— START Records provided —
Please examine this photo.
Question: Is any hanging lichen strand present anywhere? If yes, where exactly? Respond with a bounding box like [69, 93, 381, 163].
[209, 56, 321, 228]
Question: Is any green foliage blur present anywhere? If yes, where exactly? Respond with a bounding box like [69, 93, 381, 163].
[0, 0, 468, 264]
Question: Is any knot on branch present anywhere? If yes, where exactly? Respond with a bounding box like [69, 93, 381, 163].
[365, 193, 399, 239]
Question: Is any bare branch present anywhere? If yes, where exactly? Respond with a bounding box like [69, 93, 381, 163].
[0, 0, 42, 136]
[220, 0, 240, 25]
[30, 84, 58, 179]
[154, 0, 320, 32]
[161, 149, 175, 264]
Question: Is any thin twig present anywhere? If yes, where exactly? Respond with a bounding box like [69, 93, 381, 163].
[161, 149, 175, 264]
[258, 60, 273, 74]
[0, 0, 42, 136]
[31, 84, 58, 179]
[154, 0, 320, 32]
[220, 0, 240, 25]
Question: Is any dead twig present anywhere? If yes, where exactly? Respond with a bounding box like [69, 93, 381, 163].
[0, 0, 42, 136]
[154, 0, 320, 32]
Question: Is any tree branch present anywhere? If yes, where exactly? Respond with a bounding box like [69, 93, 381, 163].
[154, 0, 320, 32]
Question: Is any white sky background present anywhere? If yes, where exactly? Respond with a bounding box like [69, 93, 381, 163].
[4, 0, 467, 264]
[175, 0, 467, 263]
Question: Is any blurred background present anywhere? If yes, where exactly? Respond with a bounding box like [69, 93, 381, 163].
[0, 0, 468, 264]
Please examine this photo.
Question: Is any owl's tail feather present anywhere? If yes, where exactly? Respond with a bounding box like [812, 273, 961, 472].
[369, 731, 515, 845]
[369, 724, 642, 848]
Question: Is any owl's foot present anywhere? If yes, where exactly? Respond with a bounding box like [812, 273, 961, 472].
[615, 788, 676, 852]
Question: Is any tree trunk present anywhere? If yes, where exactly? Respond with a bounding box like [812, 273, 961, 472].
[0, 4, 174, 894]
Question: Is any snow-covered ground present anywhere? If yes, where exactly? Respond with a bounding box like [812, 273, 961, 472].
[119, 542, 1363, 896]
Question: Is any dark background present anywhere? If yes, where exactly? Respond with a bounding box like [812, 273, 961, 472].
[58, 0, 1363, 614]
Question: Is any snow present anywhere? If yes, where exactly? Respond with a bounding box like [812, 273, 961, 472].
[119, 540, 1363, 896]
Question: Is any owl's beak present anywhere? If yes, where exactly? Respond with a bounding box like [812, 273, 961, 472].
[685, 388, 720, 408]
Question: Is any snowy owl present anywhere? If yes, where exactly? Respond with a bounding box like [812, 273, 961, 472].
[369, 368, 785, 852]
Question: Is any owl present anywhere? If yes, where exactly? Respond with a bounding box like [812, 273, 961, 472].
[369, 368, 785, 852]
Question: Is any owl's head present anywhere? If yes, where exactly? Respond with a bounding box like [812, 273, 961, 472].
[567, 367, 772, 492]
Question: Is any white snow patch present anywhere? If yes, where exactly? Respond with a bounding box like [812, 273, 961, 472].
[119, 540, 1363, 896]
— END Records provided —
:: Written instruction ::
Put all of the lines above into a numbered list, skipping any blank ones.

:: Expected answer ::
1. Please examine this photo.
2. Question: Is any hanging lichen strand present anywhere? If yes, where exactly? Respond with a bounding box like [69, 93, 381, 163].
3. [209, 56, 321, 228]
4. Question: Is any green foliage blur present anywhere? If yes, where exactly? Respond with a bounding box like [69, 93, 381, 163].
5. [0, 0, 468, 264]
6. Question: Is any knot on branch present anywhere? If yes, where exactly? Respond with a bounding box like [69, 93, 381, 163].
7. [365, 193, 399, 239]
8. Question: Is any bare branch present anywhere? If yes, where exactly? Respond with a bounding box like [69, 93, 381, 163].
9. [0, 0, 42, 136]
10. [220, 0, 240, 25]
11. [30, 84, 58, 179]
12. [154, 0, 320, 32]
13. [161, 149, 175, 264]
14. Question: Is any thin twig present anywhere? If yes, where exactly? Respond with a bounding box like [69, 93, 381, 163].
15. [161, 149, 175, 264]
16. [258, 60, 273, 74]
17. [0, 0, 42, 136]
18. [31, 84, 58, 179]
19. [154, 0, 320, 32]
20. [220, 0, 240, 25]
21. Question: Is any dead twig present anywhere? If yes, where exactly? Respond with a bounding box like [69, 93, 381, 163].
22. [0, 0, 42, 136]
23. [154, 0, 320, 32]
24. Question: Is any tree branch present anywhere? If yes, where exactly? Respond with a bounding box like [69, 93, 381, 163].
25. [154, 0, 320, 32]
26. Question: Is any white sky background present anywhere? If yes, where exactly? Respond with a bounding box like [69, 93, 381, 163].
27. [4, 0, 467, 264]
28. [175, 0, 467, 263]
29. Question: Is any blurred background present anywhere? If yes, where exactly? Respond with a bounding box like [69, 93, 381, 163].
30. [0, 0, 468, 264]
31. Please examine this photo.
32. Question: Is any owl's tail feather present anywhere? If yes, where exactly? Respond with a bounding box like [812, 273, 961, 472].
33. [369, 731, 515, 845]
34. [369, 724, 642, 848]
35. Question: Is any owl's foot present anywhere? If yes, where exactly? Respond with a bounding box like [812, 273, 961, 472].
36. [615, 788, 676, 852]
37. Question: Is any tree trunk present anywhere? If yes, where exactly? Respond with a bounding box like [812, 273, 961, 472].
38. [0, 4, 174, 894]
39. Question: Is any snow-covered ground present anywhere? If yes, where exactly? Respond with a bounding box like [812, 273, 961, 472].
40. [119, 542, 1363, 896]
41. Question: Is any dark background present anywhere? If yes, where exactly? Respond with a bounding box like [812, 273, 961, 472].
42. [58, 0, 1363, 614]
43. Question: Is any snow present anywhere? If yes, where exactly? Respond with a bounding box like [812, 273, 961, 472].
44. [119, 540, 1363, 896]
45. Question: Is any owl's beak present anywhere? If yes, where exactly? Respond with a bounding box like [812, 273, 961, 472].
46. [685, 388, 720, 408]
47. Question: Is any snowy owl present anywhere? If yes, where exactly? Respond with a bounding box like [812, 273, 961, 472].
48. [369, 368, 785, 852]
49. Question: Is any owl present anywhere? If yes, where exactly? Respond with a bounding box like [812, 273, 961, 472].
50. [369, 368, 785, 852]
51. Question: Is any owl's head present anywhere? If yes, where exactly? Respond with a bounding box like [812, 273, 961, 472].
52. [567, 367, 772, 492]
53. Question: Is any white snow patch present anywhere? If yes, where exactly? Respond with a bounding box like [812, 273, 961, 472].
54. [119, 540, 1363, 896]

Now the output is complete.